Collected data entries
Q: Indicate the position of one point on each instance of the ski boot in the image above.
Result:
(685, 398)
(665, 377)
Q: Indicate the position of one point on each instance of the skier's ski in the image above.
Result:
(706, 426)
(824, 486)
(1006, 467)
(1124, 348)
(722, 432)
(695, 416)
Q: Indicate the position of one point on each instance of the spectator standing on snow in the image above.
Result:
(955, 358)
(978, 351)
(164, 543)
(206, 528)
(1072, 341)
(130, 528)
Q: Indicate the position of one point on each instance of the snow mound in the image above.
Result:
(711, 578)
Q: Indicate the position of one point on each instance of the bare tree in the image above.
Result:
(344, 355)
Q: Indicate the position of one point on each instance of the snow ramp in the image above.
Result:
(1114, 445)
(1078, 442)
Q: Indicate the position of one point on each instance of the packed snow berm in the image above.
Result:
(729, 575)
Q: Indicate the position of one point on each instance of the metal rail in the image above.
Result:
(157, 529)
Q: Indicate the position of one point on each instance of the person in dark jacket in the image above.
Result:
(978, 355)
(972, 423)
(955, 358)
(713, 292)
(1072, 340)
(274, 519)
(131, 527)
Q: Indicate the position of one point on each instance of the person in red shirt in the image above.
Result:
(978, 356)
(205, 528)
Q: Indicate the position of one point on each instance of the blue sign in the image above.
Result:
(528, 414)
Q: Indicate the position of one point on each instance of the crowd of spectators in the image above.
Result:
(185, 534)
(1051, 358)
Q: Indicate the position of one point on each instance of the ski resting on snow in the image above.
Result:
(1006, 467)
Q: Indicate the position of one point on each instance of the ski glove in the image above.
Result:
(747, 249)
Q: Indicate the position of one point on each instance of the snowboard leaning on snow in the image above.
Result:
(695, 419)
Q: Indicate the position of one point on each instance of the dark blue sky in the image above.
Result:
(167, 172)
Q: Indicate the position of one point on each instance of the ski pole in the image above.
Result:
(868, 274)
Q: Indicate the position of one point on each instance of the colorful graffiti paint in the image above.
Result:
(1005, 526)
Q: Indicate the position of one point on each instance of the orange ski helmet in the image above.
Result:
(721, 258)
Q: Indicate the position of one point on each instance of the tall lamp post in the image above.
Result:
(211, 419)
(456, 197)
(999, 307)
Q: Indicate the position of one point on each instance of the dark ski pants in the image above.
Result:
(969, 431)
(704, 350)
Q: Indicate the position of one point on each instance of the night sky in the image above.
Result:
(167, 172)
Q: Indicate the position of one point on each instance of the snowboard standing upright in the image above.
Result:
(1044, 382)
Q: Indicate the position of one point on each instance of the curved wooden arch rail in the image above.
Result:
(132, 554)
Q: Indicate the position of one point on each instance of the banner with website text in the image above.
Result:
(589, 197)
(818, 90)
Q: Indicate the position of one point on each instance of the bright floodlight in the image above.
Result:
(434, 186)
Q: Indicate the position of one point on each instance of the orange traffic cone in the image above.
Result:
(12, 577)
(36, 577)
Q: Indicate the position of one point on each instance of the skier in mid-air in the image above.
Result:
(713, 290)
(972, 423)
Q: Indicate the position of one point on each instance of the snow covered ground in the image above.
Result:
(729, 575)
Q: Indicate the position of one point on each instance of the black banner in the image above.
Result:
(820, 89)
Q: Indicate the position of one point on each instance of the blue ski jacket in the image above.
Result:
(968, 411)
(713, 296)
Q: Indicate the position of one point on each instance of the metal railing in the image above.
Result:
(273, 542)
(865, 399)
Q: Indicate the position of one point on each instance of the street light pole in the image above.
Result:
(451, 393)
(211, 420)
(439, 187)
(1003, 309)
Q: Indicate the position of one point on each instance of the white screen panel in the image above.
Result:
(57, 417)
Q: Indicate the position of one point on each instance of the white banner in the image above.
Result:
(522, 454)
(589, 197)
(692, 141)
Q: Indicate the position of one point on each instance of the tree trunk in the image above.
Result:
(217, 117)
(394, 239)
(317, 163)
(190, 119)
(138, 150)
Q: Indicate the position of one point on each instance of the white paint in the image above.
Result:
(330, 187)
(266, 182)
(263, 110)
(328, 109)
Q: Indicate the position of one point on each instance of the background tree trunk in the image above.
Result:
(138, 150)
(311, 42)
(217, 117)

Task directions ::
The whole set of records needs to be written out exactly.

Completed exercise ::
Q: Indicate the position of one point on each instance of the ski boot in the image above.
Result:
(685, 398)
(665, 377)
Q: Indicate the position of one point on each instance of the skier's ski in the image above.
Result:
(706, 426)
(824, 486)
(1006, 467)
(1124, 348)
(722, 432)
(695, 416)
Q: Indicate the position of one point on each instance of the spectator standing on snow in the image above.
Result:
(955, 358)
(978, 351)
(164, 543)
(206, 528)
(1072, 341)
(130, 528)
Q: Indicate the position of one point on each instance of the snow mound in the image above.
Result:
(711, 578)
Q: Indicate the position of one point on each instance of the bare tree in the image above.
Result:
(344, 355)
Q: Indicate the position of one point on each instance of the snow ramp in the image above.
Result:
(1114, 445)
(1078, 442)
Q: Indicate the position of one point on each instance of the packed snow berm in the image above.
Result:
(729, 575)
Q: Indicate the position of one point on each instance of the metal rail in the image above.
Result:
(157, 529)
Q: Indicate the position of one point on each instance of the person in dark jacket in the image above.
Result:
(978, 355)
(972, 423)
(955, 358)
(713, 292)
(1072, 340)
(274, 519)
(131, 527)
Q: Indicate the position of one point on each instance of the person in red shirt in the image above.
Result:
(978, 356)
(205, 528)
Q: Indicate the position of one point on each instance of the blue sign in the image above.
Result:
(528, 414)
Q: Indicate the position of one point on each instance of the crowd of spectators in the image above.
Result:
(185, 534)
(1051, 358)
Q: Indicate the position of one point on each instance of the ski resting on snow in the image above.
Result:
(1006, 467)
Q: Indicate the position of one point on each instance of the ski glove in the image above.
Result:
(747, 249)
Q: Indicate the position of one point on each instance of the snowboard leaning on snow in the image above.
Result:
(695, 419)
Q: Indicate the position of one point on each instance of the dark blue sky in the image above.
Result:
(167, 172)
Q: Indicate the position of one point on each instance of the ski pole in the image above.
Result:
(868, 274)
Q: Indicate the position of one point on each instance of the colorful graffiti paint in the image above.
Result:
(1005, 526)
Q: Indicate the position of one point on each instance of the orange ski helmet in the image above.
Result:
(721, 258)
Q: Indicate the position of one point on each instance of the tall lamp post in the image above.
Result:
(211, 419)
(456, 197)
(999, 307)
Q: Indicate the position of one point on each instance of the dark ski pants in the image above.
Result:
(969, 431)
(704, 350)
Q: Indicate the position of one point on each instance of the night sky in the image above.
Result:
(167, 172)
Q: Indicate the position of one point on each instance of the snowboard standing upright in the image above.
Result:
(1044, 382)
Q: Indicate the position of one point on each instance of the curved wooden arch rail in the image above.
Result:
(132, 554)
Q: Indicate the position of one point on each instance of the banner with website text in the image above.
Result:
(589, 197)
(818, 90)
Q: Indicate the position of one point on each instance of the bright floodlight in the image above.
Result:
(434, 186)
Q: Indicate the position of one point on each instance of the orange traffic cone in the image above.
Result:
(12, 577)
(36, 577)
Q: Indicate the position of one point on each instance of the skier in mid-air in the image above.
Result:
(713, 290)
(972, 423)
Q: Indicate the position of one point on each instance of the snow covered ground in the image above.
Result:
(729, 575)
Q: Indicate the position of one point on each instance of the black banner in the image above.
Result:
(820, 89)
Q: Indicate the position of one point on each instance of the blue ski jacket in the image above.
Result:
(968, 411)
(713, 296)
Q: Indicate the position of one point on each instance of the metal railing in the image above.
Result:
(273, 542)
(865, 399)
Q: Indicate the position of one point on each instance of the street light pole in the image above.
Result:
(451, 393)
(211, 420)
(439, 187)
(1003, 309)
Q: Indicate the position of one point on each instance of the white screen panel in the image above.
Result:
(57, 417)
Q: Indicate the position of one point on each instance of the white banner in the image above.
Result:
(522, 454)
(589, 197)
(692, 141)
Q: Indicate the position of one point on each instance of the tree trunk in the image above.
Result:
(217, 117)
(394, 239)
(317, 163)
(190, 119)
(138, 150)
Q: Indicate the position of one point on each instance of the white paint in the image above.
Result:
(330, 187)
(266, 182)
(263, 110)
(328, 109)
Q: Indicate the position of one point on each instance of the background tree trunk in the image above.
Result:
(138, 150)
(311, 42)
(217, 117)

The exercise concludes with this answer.